INSTRUCTIONS TO FOLLOW: Collect every line in the listing below that contains the string "dishwasher". Case counts, so a line matches only if its letters are in the same case.

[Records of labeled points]
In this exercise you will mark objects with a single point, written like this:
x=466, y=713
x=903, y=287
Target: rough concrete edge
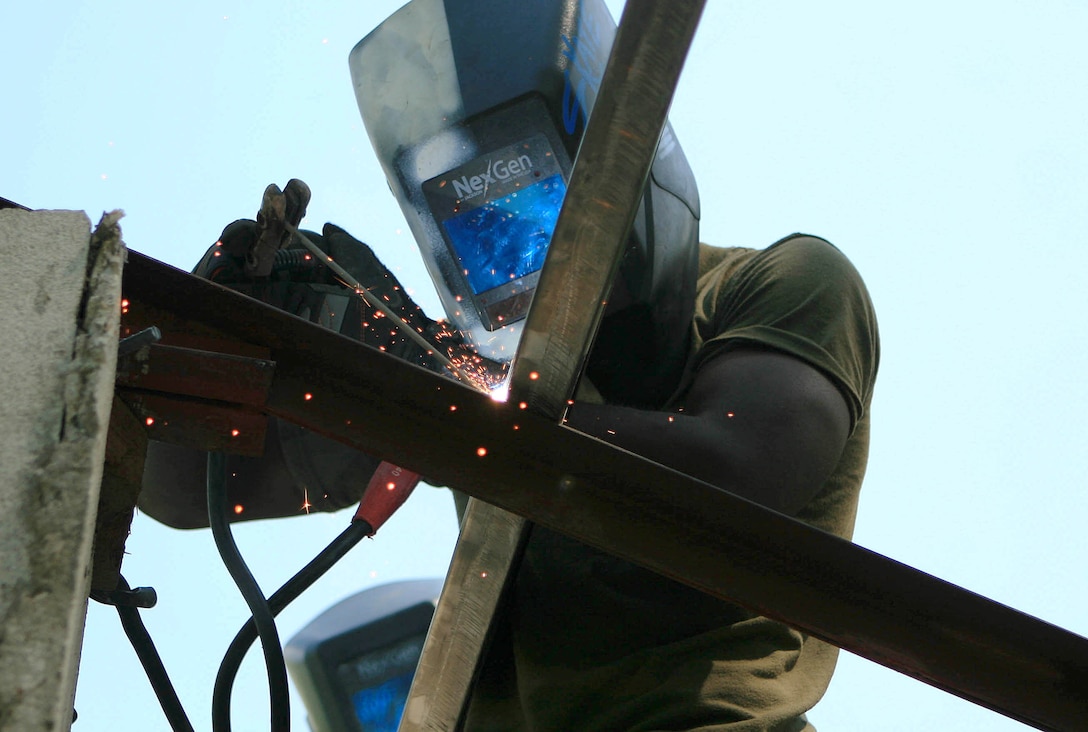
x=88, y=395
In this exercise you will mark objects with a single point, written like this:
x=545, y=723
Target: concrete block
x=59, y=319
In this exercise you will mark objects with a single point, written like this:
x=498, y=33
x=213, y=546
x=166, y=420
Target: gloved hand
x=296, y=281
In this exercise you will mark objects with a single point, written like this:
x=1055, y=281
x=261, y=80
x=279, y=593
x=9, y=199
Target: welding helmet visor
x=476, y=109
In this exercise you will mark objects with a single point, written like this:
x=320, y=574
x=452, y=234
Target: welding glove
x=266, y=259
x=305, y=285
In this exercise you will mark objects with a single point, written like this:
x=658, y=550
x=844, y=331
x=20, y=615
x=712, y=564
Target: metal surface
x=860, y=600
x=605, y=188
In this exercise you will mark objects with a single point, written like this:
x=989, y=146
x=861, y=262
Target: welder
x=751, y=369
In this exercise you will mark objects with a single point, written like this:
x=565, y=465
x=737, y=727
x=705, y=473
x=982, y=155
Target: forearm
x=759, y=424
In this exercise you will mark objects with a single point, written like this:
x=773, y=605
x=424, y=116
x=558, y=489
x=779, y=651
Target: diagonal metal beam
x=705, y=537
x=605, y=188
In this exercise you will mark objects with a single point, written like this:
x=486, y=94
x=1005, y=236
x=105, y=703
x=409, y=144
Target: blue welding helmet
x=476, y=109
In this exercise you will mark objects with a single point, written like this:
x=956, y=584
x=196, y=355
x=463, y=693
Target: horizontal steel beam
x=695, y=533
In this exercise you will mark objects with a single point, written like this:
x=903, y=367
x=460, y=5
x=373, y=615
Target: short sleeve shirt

==

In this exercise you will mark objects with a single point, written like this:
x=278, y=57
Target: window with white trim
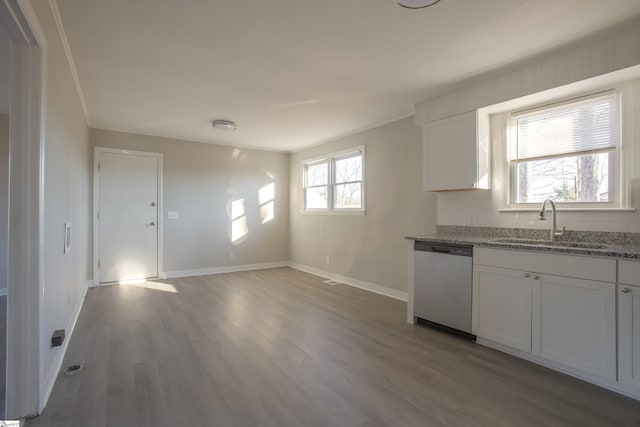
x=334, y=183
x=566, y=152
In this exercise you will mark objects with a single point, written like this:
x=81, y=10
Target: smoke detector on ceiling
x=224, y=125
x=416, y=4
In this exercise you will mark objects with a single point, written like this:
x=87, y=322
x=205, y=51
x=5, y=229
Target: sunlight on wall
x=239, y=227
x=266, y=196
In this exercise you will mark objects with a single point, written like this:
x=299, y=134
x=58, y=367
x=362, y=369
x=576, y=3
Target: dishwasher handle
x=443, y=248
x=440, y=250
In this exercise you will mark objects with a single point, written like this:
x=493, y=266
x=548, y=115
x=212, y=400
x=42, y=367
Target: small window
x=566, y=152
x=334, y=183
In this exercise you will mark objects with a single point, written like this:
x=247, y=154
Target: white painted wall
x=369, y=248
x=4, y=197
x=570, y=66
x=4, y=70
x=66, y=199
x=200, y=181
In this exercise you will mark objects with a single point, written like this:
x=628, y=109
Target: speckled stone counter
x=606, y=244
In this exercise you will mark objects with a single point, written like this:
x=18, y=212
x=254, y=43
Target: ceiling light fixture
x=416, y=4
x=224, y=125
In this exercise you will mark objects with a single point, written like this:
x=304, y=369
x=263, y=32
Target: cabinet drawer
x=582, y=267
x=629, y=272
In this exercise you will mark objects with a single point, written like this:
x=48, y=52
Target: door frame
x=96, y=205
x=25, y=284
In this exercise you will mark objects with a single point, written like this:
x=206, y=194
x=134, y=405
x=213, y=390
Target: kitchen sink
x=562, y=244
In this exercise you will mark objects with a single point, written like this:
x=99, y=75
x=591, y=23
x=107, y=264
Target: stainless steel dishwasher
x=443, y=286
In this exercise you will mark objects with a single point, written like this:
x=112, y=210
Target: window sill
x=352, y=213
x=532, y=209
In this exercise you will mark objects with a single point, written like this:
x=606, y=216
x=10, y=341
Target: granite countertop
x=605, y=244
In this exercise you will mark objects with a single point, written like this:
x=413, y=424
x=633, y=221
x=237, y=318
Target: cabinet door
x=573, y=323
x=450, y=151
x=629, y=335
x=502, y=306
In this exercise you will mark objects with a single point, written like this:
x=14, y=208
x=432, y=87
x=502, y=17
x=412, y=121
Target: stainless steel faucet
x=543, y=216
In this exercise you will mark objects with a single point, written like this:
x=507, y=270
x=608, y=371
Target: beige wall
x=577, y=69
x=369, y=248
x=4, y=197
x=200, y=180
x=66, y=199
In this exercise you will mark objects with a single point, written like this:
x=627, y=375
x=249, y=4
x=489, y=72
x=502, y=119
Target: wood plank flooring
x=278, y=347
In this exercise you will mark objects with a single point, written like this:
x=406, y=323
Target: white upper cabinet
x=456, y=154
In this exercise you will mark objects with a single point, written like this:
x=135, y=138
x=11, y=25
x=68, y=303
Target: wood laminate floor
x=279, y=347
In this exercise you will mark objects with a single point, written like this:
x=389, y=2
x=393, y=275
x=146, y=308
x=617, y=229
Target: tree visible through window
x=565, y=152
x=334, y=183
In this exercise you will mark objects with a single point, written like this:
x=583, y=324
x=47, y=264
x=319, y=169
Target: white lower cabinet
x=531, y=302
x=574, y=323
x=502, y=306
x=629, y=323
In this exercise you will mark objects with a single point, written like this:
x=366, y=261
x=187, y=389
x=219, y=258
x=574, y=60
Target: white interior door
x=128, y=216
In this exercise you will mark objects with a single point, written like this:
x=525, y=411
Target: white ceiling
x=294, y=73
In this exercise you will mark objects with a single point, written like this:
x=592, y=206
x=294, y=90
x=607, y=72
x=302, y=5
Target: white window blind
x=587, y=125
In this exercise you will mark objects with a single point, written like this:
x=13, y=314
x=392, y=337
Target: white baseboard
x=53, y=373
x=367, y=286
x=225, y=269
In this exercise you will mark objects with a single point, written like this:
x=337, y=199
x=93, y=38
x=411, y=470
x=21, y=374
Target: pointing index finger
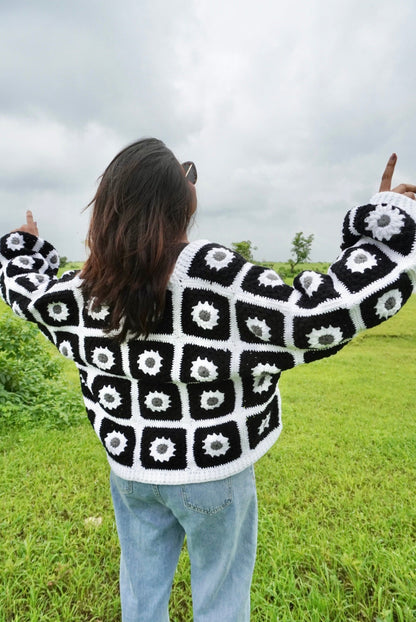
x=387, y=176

ANSWER TO THE EXERCISE:
Target: dishwasher handle
Target: stainless steel dishwasher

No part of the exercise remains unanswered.